## Directions for this task
Please give an exact printout of the records, without any pictures.

Region pointing data:

※

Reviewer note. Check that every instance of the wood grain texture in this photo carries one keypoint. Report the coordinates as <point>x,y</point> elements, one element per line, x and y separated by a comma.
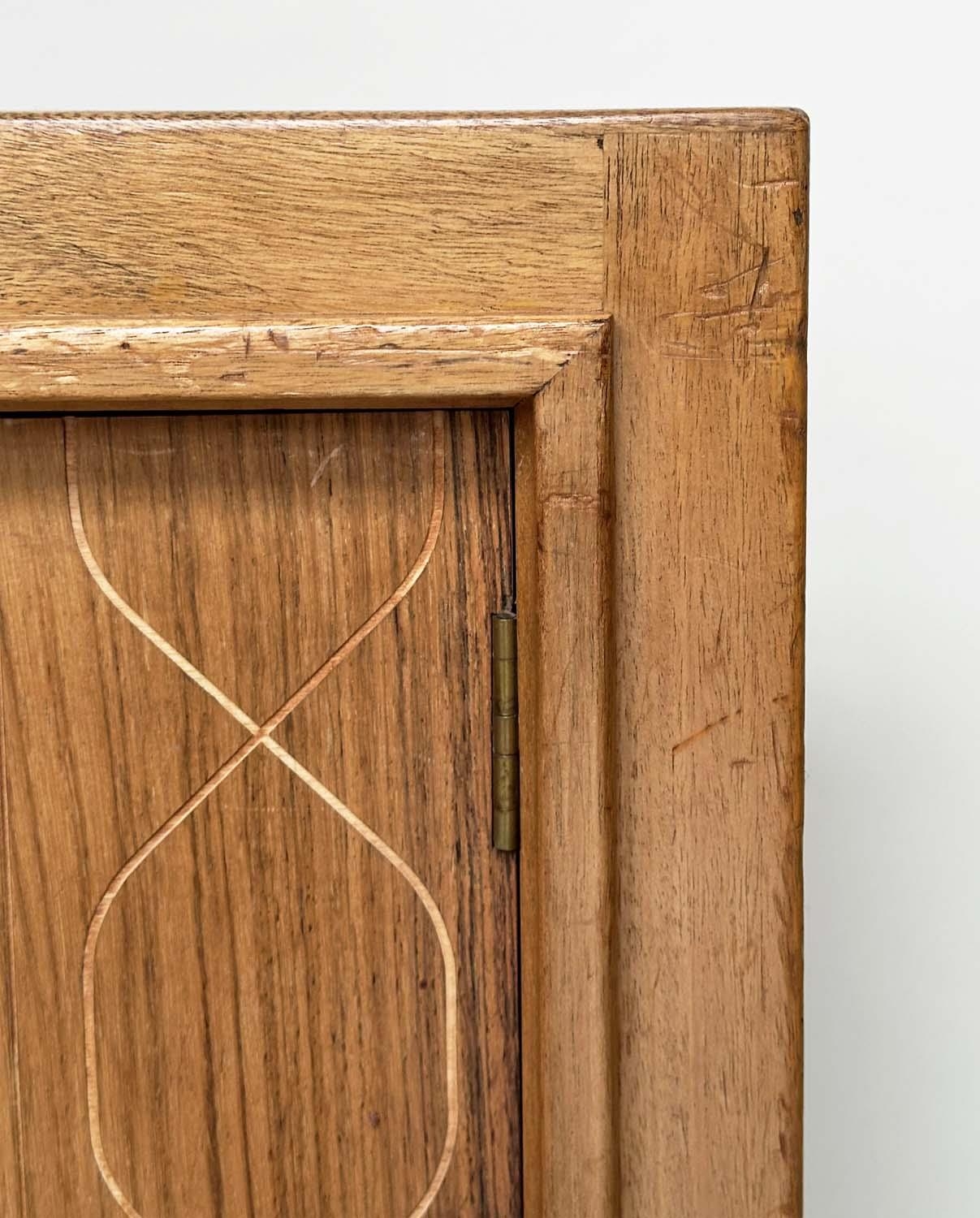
<point>365,365</point>
<point>688,229</point>
<point>256,218</point>
<point>706,283</point>
<point>270,994</point>
<point>563,484</point>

※

## Result of this task
Reviewer note. Check that every instance of the wood grain texture in this photo carries one keypoint. Report the coordinates as <point>x,y</point> elements, one element per line, x and y separated by a comma.
<point>365,365</point>
<point>688,229</point>
<point>256,218</point>
<point>706,283</point>
<point>270,994</point>
<point>563,484</point>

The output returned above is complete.